**Selected passage**.
[start]

SEC. 104. <<NOTE: 15 USC 7214.>> INSPECTIONS OF REGISTERED PUBLIC
ACCOUNTING FIRMS.
(a) In General.--The Board shall conduct a continuing program of
inspections to assess the degree of compliance of each registered public
accounting firm and associated persons of that firm with this Act, the
rules of the Board, the rules of the Commission, or professional
standards, in connection with its performance of audits, issuance of
audit reports, and related matters involving issuers.
(b) Inspection Frequency.--
(1) In general.--Subject to paragraph (2), inspections
required by this section shall be conducted--
(A) annually with respect to each registered public
accounting firm that regularly provides audit reports
for more than 100 issuers; and
[[Page 116 STAT. 758]]
(B) not less frequently than once every 3 years with
respect to each registered public accounting firm that
regularly provides audit reports for 100 or fewer
issuers.
(2) Adjustments to schedules.--The Board may, by rule,
adjust the inspection schedules set under paragraph (1) if the
Board finds that different inspection schedules are consistent
with the purposes of this Act, the public interest, and the
protection of investors. The Board may conduct special
inspections at the request of the Commission or upon its own
motion.

[end]

**Set task a**. Quote the inspections provision from "SEC. 104. <<NOTE: 15" to "matters involving issuers.".
The inspections provision and the records have no connection to each other.

**Stored data entries**.
[start]

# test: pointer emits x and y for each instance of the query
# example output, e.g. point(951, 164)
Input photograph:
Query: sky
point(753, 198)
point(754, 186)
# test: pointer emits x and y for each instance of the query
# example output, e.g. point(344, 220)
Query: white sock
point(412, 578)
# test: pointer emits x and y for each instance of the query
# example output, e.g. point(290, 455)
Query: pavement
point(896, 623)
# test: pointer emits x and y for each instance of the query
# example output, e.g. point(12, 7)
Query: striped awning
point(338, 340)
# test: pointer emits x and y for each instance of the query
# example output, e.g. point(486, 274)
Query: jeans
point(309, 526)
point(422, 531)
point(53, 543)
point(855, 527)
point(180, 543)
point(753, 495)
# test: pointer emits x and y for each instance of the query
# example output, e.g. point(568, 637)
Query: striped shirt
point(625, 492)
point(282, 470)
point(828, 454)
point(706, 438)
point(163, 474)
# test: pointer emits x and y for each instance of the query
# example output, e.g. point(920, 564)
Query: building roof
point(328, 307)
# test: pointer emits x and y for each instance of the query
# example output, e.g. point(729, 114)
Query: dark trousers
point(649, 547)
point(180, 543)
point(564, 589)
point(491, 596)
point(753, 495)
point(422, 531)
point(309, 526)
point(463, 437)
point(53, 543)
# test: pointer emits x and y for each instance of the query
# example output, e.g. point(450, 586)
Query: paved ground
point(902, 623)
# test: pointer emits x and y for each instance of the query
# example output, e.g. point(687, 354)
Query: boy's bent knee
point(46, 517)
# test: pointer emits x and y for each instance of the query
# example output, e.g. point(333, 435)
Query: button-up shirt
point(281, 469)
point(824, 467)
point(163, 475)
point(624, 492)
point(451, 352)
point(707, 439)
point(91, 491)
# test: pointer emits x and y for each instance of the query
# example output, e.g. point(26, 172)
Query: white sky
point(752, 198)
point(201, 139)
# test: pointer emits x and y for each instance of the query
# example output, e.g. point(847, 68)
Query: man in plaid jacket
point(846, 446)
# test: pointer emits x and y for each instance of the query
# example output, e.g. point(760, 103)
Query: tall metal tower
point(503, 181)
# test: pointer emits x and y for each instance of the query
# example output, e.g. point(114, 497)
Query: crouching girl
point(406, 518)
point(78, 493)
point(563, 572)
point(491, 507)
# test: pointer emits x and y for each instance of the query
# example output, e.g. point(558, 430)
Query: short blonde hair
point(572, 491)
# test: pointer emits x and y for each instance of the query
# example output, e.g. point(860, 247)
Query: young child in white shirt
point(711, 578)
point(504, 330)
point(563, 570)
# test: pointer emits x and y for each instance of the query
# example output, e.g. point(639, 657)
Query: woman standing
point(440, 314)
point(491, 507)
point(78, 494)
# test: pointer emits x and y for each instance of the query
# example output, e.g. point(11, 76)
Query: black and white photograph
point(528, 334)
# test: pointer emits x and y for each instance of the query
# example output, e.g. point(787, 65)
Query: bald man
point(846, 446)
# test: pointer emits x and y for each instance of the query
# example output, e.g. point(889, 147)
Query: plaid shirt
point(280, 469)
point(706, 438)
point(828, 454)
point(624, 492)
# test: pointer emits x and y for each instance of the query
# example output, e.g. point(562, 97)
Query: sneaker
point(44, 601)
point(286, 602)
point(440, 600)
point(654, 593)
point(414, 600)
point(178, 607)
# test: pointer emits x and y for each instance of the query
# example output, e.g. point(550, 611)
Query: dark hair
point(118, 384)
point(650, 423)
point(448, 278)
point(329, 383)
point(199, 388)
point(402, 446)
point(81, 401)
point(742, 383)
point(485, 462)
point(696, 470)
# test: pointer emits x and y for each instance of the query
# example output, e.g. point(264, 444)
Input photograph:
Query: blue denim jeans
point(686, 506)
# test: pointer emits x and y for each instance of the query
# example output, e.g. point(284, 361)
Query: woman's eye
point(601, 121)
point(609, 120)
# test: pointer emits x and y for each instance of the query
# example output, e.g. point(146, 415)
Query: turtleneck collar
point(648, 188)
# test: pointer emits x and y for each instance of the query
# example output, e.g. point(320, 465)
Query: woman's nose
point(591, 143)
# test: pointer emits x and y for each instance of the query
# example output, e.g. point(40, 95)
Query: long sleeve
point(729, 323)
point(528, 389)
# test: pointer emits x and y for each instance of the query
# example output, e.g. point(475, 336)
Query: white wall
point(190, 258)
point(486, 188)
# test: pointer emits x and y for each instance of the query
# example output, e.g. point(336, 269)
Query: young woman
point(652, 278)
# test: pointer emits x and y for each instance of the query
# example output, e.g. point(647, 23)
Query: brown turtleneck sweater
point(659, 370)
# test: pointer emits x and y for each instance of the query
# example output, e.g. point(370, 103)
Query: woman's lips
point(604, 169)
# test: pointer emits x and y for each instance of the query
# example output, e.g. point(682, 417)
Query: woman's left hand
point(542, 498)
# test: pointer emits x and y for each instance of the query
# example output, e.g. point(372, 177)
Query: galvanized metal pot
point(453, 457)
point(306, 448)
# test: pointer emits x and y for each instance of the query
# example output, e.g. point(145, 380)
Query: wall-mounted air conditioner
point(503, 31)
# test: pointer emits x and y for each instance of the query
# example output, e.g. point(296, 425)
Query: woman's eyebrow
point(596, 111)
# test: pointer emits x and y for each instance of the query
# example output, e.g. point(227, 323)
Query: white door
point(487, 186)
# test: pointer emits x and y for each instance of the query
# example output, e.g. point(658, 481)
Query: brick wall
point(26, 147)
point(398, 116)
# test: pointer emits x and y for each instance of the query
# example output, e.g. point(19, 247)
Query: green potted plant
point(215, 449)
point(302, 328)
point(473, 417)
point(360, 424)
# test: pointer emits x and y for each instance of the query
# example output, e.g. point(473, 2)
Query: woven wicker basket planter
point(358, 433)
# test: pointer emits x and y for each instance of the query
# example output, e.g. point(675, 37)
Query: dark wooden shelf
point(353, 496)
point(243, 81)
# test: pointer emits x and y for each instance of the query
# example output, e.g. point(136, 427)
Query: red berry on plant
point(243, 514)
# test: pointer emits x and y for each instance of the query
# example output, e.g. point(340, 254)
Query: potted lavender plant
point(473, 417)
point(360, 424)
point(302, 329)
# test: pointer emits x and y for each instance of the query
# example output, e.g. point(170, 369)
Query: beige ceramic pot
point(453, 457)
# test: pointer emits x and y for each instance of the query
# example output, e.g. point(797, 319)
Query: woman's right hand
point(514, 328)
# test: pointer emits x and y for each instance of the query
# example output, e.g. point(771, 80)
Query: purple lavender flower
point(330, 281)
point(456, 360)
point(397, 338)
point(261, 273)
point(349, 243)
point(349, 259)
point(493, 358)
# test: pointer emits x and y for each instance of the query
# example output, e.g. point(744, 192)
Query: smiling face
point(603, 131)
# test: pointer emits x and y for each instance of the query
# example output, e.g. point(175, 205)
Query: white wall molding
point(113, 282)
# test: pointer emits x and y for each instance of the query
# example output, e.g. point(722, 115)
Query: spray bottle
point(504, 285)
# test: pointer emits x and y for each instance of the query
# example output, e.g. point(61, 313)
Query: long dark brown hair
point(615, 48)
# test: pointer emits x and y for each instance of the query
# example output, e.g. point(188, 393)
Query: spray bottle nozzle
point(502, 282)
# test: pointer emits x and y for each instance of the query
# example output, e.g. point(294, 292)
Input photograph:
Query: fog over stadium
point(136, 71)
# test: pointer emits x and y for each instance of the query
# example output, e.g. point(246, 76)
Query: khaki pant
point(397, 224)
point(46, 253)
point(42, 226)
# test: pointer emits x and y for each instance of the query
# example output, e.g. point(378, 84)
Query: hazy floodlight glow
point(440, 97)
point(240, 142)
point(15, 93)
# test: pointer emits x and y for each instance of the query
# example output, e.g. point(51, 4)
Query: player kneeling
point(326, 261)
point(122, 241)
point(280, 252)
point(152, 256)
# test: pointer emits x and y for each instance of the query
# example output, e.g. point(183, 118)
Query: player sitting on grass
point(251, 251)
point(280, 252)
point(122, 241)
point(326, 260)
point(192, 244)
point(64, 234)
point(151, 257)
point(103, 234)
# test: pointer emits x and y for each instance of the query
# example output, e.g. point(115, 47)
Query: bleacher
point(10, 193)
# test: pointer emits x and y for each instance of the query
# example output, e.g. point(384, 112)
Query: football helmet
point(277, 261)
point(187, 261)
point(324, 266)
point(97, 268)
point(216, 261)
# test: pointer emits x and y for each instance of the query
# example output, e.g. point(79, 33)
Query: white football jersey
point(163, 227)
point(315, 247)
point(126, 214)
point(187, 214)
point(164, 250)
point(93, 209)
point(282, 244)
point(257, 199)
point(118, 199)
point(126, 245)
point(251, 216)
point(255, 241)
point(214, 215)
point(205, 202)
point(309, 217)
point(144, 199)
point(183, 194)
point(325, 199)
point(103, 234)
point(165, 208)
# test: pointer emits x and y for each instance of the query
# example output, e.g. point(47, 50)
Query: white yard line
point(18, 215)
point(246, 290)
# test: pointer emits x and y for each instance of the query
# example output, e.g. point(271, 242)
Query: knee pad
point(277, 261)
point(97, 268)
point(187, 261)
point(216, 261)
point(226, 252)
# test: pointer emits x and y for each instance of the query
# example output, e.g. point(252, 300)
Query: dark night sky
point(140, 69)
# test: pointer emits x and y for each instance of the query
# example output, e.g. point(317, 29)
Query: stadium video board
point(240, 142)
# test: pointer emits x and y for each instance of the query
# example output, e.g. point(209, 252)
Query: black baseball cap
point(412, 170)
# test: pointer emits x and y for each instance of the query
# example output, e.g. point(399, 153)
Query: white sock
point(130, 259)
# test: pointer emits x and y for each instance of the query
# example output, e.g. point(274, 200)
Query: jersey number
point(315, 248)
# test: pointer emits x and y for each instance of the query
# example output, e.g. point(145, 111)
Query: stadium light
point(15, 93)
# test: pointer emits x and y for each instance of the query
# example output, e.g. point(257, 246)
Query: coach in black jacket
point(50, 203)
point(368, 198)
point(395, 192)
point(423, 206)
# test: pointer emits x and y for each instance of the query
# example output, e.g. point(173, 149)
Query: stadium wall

[end]

**Set task b**. Print the records verbatim, from their first line to the line with "point(754, 186)", both lines included.

**Result a**.
SEC. 104. <<NOTE: 15 USC 7214.>> INSPECTIONS OF REGISTERED PUBLIC
ACCOUNTING FIRMS.
(a) In General.--The Board shall conduct a continuing program of
inspections to assess the degree of compliance of each registered public
accounting firm and associated persons of that firm with this Act, the
rules of the Board, the rules of the Commission, or professional
standards, in connection with its performance of audits, issuance of
audit reports, and related matters involving issuers.

**Result b**.
# test: pointer emits x and y for each instance of the query
# example output, e.g. point(951, 164)
Input photograph:
Query: sky
point(753, 198)
point(754, 186)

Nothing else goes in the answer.